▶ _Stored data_
== == ==
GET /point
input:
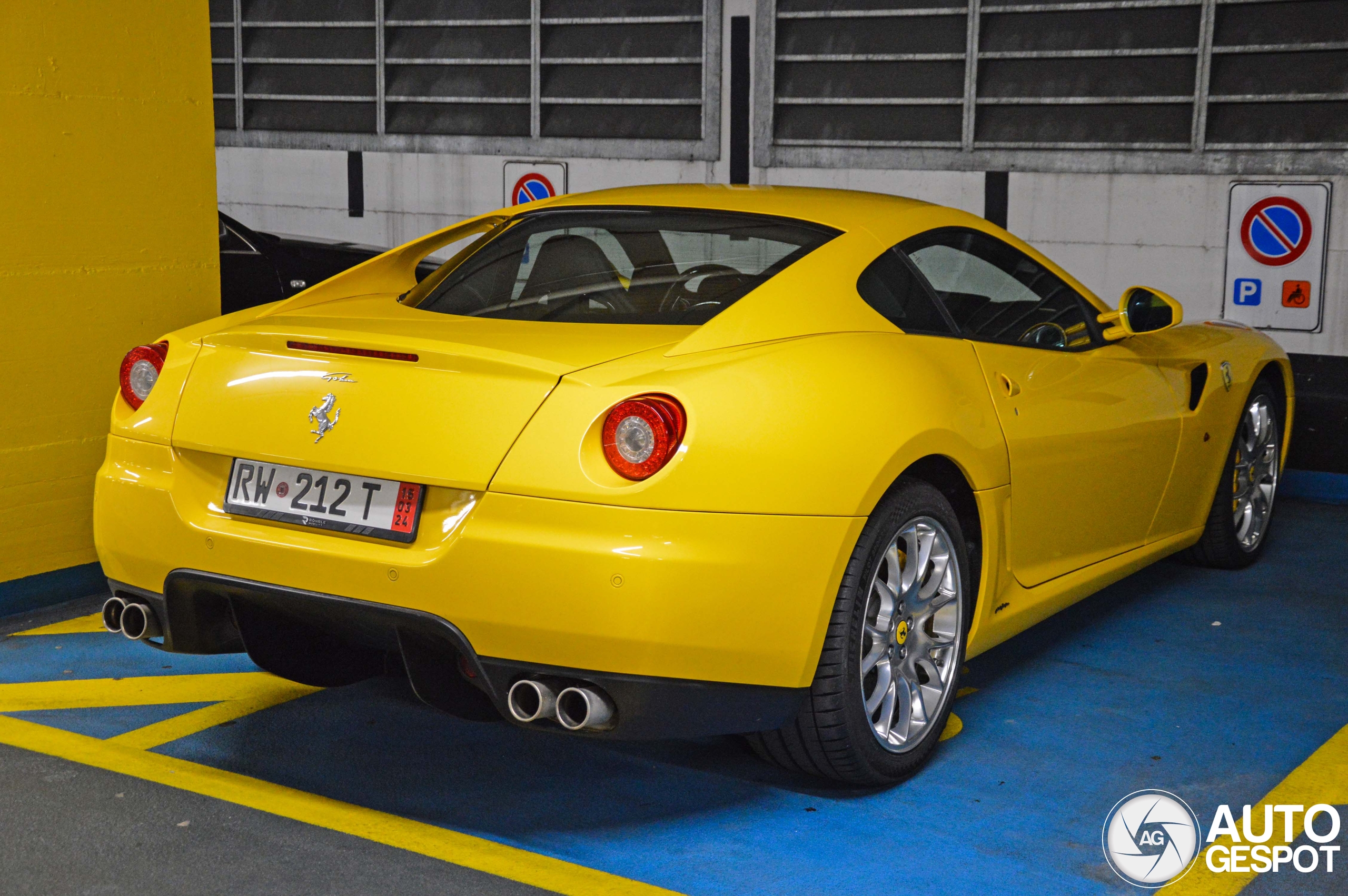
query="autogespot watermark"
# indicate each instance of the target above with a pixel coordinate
(1150, 839)
(1153, 839)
== == ==
Leave every picture out. Retype the remaining data exactly.

▶ _Answer section_
GET /point
input:
query="autogespot watermark"
# indicate each instance of the target above with a pixel coordinate
(1150, 839)
(1153, 839)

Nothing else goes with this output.